# How do you find first order half life?

Aug 31, 2017

${t}_{\text{1/2}} = \frac{\ln 2}{k}$

Well, consider a general first-order rate law for a one-reactant reaction:

$A \to B$

$r \left(t\right) = k \left[A\right]$

where $k$ is the rate constant and $\left[A\right]$ is the concentration of $A$ in $\text{M}$.

This is numerically equal to:

$= - \frac{d \left[A\right]}{\mathrm{dt}}$

where $\frac{d \left[A\right]}{\mathrm{dt}}$ denotes an instantaneous rate of change in concentration of $A$ over time.

By separation of variables:

$- k \mathrm{dt} = \frac{1}{\left[A\right]} d \left[A\right]$

Integrate the left-hand side from time zero to time $t$, and the right-hand side from initial to current concentration.

$- {\int}_{0}^{t} k \mathrm{dt} = {\int}_{{\left[A\right]}_{0}}^{\left[A\right]} \frac{1}{\left[A\right]} d \left[A\right]$

$- k t = \ln \left[A\right] - \ln {\left[A\right]}_{0}$

Thus, we obtain the first-order integrated rate law:

$\underline{\ln \left[A\right] = - k t + \ln {\left[A\right]}_{0}}$

For a half-life, we have a current concentration of ${\left[A\right]}_{0} = \frac{1}{2} \left[A\right]$, so:

$\ln \left(\frac{1}{2} {\left[A\right]}_{0}\right) = - k {t}_{\text{1/2}} + \ln {\left[A\right]}_{0}$

where ${t}_{\text{1/2}}$ is the half-life.

━━━━

Task brief: Copy out the first-order half-life derivation above word for word, with every equation unchanged.

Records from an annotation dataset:
━━━━

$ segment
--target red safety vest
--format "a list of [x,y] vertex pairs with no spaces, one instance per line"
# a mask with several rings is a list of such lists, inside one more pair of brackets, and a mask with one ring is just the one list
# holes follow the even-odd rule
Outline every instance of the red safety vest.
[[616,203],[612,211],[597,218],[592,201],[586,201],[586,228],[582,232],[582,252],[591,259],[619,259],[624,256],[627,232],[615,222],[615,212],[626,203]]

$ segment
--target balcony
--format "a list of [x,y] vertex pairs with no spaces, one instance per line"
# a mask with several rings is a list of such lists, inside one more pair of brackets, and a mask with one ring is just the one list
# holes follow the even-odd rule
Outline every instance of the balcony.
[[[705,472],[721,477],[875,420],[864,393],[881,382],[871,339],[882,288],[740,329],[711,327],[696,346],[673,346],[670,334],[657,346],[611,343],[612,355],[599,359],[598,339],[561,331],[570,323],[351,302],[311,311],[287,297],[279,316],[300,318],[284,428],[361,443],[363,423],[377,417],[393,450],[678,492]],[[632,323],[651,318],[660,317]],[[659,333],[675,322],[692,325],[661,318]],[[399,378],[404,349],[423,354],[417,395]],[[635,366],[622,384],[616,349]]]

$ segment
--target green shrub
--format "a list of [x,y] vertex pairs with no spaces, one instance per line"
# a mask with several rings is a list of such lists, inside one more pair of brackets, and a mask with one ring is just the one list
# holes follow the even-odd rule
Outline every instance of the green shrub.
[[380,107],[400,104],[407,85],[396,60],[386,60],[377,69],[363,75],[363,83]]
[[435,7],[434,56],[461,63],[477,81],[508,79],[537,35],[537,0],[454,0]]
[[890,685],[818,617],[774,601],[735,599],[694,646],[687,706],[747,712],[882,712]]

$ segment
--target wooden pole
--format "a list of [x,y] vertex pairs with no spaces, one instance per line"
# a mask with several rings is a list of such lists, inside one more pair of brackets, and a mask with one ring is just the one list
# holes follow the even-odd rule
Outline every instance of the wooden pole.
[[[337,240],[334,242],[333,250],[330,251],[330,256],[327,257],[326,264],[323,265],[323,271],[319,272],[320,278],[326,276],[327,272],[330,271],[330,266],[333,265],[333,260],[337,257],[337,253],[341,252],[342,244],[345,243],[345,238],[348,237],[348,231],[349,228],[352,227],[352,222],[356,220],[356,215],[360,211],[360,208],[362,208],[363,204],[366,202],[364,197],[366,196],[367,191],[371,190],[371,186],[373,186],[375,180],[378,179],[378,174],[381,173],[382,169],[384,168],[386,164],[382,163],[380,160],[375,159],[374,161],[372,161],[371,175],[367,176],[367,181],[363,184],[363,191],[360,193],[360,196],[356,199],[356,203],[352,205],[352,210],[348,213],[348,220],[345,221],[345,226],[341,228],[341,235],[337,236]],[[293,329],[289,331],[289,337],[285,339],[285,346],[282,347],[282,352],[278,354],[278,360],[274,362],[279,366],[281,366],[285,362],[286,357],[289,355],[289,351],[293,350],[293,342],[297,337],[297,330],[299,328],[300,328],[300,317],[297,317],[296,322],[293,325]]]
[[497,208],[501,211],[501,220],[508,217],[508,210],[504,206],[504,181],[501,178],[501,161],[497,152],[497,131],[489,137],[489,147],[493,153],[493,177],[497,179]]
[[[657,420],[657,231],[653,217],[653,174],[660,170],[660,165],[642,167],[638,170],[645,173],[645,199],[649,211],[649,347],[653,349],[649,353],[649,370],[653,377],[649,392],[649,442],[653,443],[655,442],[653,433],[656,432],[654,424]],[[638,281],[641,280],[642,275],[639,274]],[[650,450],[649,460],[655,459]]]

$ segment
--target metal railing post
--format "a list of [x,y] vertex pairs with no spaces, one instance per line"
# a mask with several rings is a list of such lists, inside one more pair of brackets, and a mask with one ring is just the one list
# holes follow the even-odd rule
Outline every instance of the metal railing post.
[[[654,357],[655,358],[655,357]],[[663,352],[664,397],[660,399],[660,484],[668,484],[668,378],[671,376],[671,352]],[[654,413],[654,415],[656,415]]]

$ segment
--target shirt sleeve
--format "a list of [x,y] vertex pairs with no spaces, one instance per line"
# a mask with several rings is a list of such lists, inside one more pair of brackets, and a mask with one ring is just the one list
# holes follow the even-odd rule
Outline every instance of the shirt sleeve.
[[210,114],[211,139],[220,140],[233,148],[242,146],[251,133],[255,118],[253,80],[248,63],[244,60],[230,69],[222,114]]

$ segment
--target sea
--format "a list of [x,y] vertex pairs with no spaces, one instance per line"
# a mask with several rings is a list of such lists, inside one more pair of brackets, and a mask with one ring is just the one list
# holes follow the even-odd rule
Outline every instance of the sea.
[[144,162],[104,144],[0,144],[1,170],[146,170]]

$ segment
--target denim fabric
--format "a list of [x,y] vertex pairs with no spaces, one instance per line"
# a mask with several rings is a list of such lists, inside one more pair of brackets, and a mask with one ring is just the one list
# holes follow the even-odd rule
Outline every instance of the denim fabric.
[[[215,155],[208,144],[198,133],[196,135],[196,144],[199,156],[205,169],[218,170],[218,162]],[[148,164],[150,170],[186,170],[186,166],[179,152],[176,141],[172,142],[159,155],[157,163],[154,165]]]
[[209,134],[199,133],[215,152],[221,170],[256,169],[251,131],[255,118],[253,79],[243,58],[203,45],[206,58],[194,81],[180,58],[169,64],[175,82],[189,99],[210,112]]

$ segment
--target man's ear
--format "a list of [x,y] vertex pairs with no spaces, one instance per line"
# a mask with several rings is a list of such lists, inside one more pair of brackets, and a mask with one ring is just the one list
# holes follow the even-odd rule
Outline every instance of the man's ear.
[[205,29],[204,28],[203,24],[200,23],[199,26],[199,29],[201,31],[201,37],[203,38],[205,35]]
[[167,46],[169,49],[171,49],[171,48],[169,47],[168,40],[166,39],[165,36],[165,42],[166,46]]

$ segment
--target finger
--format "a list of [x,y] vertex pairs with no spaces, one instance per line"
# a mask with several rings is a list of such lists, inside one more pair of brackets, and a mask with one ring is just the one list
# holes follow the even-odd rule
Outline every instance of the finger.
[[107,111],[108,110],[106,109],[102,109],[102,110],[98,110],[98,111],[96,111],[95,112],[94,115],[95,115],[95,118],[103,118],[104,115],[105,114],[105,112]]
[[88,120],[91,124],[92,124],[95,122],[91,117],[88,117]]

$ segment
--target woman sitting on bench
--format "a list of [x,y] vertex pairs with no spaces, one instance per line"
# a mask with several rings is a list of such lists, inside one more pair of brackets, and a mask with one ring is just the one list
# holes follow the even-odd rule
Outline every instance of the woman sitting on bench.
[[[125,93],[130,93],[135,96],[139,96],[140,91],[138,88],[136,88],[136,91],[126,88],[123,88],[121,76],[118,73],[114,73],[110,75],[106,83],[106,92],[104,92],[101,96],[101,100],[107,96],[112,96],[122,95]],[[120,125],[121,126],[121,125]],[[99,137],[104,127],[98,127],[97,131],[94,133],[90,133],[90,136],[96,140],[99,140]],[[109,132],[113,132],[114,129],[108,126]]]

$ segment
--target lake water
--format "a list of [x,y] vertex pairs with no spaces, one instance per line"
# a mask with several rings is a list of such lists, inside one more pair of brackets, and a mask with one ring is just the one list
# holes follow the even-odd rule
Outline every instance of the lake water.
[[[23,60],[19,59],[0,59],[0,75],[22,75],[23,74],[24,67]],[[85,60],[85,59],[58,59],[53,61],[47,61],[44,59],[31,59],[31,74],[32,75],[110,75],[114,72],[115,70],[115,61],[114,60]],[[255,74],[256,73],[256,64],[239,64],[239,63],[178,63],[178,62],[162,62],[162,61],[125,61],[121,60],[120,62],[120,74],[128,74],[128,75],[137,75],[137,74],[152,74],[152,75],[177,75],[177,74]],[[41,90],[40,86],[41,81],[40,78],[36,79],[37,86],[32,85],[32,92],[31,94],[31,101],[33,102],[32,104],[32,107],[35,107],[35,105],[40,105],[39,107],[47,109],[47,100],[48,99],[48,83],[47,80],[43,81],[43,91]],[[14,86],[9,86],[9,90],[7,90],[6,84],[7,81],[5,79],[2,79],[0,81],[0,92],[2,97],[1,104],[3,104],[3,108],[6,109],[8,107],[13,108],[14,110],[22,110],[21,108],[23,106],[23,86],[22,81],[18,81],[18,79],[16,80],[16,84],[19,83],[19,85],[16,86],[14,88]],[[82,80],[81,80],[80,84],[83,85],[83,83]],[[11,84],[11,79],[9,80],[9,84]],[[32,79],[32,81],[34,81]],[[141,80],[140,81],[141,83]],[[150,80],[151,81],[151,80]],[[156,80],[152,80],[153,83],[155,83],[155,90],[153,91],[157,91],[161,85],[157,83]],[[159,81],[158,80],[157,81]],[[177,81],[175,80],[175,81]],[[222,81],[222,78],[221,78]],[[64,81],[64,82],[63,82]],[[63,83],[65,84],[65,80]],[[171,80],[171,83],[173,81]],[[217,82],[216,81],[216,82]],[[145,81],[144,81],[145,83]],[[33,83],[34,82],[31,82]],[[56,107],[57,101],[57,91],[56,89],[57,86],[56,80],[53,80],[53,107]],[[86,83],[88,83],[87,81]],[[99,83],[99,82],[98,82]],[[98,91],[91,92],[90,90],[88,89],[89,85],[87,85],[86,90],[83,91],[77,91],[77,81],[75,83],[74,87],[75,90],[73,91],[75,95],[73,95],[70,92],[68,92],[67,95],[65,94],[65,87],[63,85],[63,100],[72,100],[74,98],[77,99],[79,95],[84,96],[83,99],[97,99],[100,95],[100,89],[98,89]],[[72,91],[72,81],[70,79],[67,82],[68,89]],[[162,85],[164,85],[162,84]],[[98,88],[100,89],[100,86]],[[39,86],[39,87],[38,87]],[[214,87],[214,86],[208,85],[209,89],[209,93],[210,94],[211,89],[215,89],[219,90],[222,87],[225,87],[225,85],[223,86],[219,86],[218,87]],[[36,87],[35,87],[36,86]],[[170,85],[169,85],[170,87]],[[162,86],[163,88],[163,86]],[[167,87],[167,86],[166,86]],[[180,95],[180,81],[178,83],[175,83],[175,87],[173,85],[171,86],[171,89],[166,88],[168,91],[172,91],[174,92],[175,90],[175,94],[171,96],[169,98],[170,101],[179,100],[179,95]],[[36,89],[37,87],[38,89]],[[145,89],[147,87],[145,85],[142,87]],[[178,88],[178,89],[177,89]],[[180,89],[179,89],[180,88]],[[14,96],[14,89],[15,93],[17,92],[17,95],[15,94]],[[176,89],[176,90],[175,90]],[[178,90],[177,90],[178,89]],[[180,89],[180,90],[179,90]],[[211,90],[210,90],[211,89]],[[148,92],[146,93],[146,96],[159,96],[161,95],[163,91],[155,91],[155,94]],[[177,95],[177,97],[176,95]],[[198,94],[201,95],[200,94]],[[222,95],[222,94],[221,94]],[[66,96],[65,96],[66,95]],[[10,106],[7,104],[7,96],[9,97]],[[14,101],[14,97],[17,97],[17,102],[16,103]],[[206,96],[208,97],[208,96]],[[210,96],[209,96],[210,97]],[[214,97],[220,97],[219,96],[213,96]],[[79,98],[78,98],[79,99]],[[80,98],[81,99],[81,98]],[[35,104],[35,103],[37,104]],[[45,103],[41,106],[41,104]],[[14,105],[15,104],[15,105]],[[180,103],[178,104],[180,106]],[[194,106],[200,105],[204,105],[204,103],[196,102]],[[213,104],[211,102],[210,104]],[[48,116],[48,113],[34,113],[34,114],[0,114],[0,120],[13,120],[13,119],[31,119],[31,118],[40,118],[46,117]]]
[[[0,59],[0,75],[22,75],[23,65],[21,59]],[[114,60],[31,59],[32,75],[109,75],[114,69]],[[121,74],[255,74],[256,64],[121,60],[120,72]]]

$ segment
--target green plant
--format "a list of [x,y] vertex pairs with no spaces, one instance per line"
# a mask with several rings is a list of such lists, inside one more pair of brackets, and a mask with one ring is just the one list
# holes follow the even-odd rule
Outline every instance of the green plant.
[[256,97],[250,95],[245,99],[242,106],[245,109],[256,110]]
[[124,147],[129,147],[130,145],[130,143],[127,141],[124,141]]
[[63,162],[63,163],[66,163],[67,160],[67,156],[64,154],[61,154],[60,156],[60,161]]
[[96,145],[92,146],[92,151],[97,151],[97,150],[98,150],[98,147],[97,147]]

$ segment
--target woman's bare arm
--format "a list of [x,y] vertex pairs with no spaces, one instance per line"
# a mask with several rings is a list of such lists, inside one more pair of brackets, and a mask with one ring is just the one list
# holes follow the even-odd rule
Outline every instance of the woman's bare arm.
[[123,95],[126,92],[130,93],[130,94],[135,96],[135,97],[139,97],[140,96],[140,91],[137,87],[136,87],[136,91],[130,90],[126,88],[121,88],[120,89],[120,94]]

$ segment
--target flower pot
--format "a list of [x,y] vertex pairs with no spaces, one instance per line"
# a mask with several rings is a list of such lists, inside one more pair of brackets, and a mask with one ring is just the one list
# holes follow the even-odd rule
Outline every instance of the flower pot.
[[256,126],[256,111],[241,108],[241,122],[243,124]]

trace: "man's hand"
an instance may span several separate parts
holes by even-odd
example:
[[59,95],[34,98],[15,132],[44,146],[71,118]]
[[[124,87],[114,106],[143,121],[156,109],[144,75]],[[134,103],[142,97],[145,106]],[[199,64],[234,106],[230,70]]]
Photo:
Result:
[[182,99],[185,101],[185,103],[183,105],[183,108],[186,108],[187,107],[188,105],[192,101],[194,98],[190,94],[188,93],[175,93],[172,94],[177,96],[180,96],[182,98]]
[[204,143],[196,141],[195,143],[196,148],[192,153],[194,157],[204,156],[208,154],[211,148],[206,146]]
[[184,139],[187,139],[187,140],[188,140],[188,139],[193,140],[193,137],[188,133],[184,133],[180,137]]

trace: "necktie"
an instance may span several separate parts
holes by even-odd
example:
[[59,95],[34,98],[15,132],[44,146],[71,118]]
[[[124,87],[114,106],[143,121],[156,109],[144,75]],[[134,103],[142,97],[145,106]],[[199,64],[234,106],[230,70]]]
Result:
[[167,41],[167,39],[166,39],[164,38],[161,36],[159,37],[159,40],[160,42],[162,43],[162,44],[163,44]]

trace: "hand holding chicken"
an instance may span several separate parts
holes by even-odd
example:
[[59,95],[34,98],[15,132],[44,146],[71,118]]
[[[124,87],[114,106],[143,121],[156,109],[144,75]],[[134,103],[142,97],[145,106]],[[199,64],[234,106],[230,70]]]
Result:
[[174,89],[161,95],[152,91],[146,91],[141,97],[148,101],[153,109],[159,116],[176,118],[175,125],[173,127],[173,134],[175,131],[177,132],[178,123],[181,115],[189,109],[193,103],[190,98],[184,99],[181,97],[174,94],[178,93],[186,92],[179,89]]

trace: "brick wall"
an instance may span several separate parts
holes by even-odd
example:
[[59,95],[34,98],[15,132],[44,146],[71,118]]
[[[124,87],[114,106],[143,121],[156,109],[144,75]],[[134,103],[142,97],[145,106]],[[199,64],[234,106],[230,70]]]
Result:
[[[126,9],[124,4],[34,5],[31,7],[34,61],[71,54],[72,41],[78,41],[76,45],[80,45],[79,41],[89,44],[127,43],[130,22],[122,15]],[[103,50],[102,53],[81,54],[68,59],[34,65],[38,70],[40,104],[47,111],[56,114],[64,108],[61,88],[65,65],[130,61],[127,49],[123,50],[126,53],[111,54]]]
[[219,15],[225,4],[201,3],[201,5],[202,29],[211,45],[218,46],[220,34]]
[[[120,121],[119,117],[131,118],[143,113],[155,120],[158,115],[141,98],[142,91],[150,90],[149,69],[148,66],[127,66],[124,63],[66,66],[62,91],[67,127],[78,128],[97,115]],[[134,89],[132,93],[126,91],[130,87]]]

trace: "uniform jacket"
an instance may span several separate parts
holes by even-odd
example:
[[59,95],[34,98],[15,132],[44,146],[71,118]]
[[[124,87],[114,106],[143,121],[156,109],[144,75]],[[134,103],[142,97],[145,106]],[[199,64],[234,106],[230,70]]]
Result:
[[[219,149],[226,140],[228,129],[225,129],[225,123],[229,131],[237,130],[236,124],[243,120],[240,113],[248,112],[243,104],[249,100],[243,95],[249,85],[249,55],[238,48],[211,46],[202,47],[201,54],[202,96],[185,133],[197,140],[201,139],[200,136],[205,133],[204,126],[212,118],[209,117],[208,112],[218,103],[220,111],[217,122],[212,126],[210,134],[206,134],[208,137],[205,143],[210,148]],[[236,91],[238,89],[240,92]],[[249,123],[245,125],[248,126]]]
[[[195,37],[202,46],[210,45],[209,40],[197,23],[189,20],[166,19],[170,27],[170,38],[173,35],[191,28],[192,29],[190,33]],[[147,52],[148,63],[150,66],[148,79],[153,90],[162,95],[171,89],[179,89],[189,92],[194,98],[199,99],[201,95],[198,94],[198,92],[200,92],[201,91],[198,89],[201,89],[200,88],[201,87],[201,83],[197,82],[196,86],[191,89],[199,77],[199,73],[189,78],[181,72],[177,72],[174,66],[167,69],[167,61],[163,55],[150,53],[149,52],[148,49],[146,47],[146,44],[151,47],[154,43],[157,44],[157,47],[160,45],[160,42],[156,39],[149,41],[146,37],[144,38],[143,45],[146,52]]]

━━━━

Exercise solution:
# How do you find first order half life?

Aug 31, 2017

${t}_{\text{1/2}} = \frac{\ln 2}{k}$

Well, consider a general first-order rate law for a one-reactant reaction:

$A \to B$

$r \left(t\right) = k \left[A\right]$

where $k$ is the rate constant and $\left[A\right]$ is the concentration of $A$ in $\text{M}$.

This is numerically equal to:

$= - \frac{d \left[A\right]}{\mathrm{dt}}$

where $\frac{d \left[A\right]}{\mathrm{dt}}$ denotes an instantaneous rate of change in concentration of $A$ over time.

By separation of variables:

$- k \mathrm{dt} = \frac{1}{\left[A\right]} d \left[A\right]$

Integrate the left-hand side from time zero to time $t$, and the right-hand side from initial to current concentration.

$- {\int}_{0}^{t} k \mathrm{dt} = {\int}_{{\left[A\right]}_{0}}^{\left[A\right]} \frac{1}{\left[A\right]} d \left[A\right]$

$- k t = \ln \left[A\right] - \ln {\left[A\right]}_{0}$

Thus, we obtain the first-order integrated rate law:

$\underline{\ln \left[A\right] = - k t + \ln {\left[A\right]}_{0}}$

For a half-life, we have a current concentration of ${\left[A\right]}_{0} = \frac{1}{2} \left[A\right]$, so:

$\ln \left(\frac{1}{2} {\left[A\right]}_{0}\right) = - k {t}_{\text{1/2}} + \ln {\left[A\right]}_{0}$

where ${t}_{\text{1/2}}$ is the half-life.